■ Exercise material ■
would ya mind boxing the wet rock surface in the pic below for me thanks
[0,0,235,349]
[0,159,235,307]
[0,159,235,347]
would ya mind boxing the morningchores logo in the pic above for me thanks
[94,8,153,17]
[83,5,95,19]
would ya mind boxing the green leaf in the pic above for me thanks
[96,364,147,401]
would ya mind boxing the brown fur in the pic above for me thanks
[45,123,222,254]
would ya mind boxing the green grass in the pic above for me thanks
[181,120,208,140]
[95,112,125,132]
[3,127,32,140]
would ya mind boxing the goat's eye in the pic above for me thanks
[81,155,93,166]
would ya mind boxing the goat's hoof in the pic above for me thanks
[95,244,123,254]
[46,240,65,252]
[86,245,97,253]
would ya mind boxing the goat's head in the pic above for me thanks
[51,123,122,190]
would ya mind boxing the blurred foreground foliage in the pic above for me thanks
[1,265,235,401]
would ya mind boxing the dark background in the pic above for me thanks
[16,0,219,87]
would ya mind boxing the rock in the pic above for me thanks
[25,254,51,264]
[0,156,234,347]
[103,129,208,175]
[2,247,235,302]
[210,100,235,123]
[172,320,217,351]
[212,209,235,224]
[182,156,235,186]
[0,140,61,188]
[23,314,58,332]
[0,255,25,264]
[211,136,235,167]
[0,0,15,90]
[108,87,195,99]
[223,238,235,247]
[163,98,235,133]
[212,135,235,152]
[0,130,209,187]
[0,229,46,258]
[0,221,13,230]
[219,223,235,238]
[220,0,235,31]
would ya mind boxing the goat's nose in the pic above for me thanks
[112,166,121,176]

■ Problem to work on ■
Write out exactly the lines of the entries above that run from the line containing "would ya mind boxing the blurred" through the last line, including both.

■ Solution to the problem ■
would ya mind boxing the blurred foreground foliage in the pic above for me thanks
[1,265,235,401]
would ya mind boxing the dark background in the pic above for me thanks
[16,0,219,87]
would ya mind boxing the rock in the pic above for me thanks
[25,254,51,264]
[0,156,234,347]
[103,129,208,175]
[2,247,235,302]
[210,100,235,123]
[172,320,217,351]
[212,209,235,224]
[182,156,235,186]
[0,140,61,188]
[23,314,58,332]
[0,255,25,264]
[211,136,235,167]
[0,0,15,90]
[108,87,195,99]
[223,238,235,247]
[163,98,235,133]
[212,135,235,152]
[0,130,209,187]
[0,229,46,258]
[0,221,13,230]
[219,223,235,238]
[220,0,235,31]
would ya mind boxing the goat's nose in the pic above for me thanks
[112,166,121,176]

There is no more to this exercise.